Exercise prompt: The answer should be an exact copy of the lines from the line with "box: [139, 66, 219, 151]" through the last line of the entries, and no other lines.

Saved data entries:
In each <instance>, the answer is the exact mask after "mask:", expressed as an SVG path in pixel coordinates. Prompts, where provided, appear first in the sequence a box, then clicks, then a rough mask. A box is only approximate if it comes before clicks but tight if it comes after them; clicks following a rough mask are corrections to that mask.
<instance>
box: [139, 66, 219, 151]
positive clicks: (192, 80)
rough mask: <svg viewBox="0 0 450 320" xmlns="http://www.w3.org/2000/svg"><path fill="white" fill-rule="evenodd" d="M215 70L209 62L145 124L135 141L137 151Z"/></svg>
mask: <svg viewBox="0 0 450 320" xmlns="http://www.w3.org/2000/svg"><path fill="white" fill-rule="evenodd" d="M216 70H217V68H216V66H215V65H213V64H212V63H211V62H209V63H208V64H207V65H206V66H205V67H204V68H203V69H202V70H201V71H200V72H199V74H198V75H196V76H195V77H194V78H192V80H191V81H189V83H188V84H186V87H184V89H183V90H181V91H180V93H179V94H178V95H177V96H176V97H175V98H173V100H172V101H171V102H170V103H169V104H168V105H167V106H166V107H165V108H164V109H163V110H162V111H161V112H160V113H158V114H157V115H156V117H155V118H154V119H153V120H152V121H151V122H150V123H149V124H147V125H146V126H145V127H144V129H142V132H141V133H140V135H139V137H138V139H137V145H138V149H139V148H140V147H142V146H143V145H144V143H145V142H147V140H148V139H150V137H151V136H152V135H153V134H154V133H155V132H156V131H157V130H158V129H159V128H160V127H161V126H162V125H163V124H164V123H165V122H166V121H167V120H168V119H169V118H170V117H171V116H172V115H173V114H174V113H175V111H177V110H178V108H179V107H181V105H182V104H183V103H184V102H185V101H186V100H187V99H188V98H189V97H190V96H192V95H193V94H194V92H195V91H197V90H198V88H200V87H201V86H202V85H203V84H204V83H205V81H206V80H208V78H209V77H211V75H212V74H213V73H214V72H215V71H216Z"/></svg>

Solution to this task:
box: [139, 66, 219, 151]
positive clicks: (192, 80)
rough mask: <svg viewBox="0 0 450 320" xmlns="http://www.w3.org/2000/svg"><path fill="white" fill-rule="evenodd" d="M215 70L209 62L145 124L135 141L137 151Z"/></svg>
mask: <svg viewBox="0 0 450 320" xmlns="http://www.w3.org/2000/svg"><path fill="white" fill-rule="evenodd" d="M216 70H217V68H216V66H215V65H213V64H212V63H211V62H209V63H208V64H207V65H206V66H205V67H204V68H203V69H202V70H201V71H200V72H199V74H198V75H196V76H195V77H194V78H192V80H191V81H189V83H188V84H186V87H184V89H183V90H181V91H180V93H179V94H178V95H177V96H176V97H175V98H173V100H172V101H171V102H170V103H169V104H168V105H167V106H166V107H165V108H164V109H163V110H162V111H161V112H160V113H158V114H157V115H156V117H155V118H154V119H153V120H152V121H151V122H150V123H149V124H147V125H146V126H145V127H144V129H142V132H141V133H140V135H139V137H138V139H137V145H138V149H139V148H140V147H142V146H143V145H144V143H145V142H147V140H148V139H150V137H151V136H152V135H153V134H154V133H155V132H156V131H157V130H158V129H159V128H160V127H161V126H162V125H163V124H164V123H165V122H166V121H167V120H168V119H169V118H170V117H171V116H172V115H173V114H174V113H175V111H177V110H178V108H179V107H181V105H182V104H183V103H184V102H185V101H186V100H187V99H188V98H189V97H190V96H192V95H193V94H194V92H195V91H197V90H198V88H200V87H201V86H202V85H203V84H204V83H205V81H206V80H208V78H209V77H211V75H212V74H213V73H214V72H215V71H216Z"/></svg>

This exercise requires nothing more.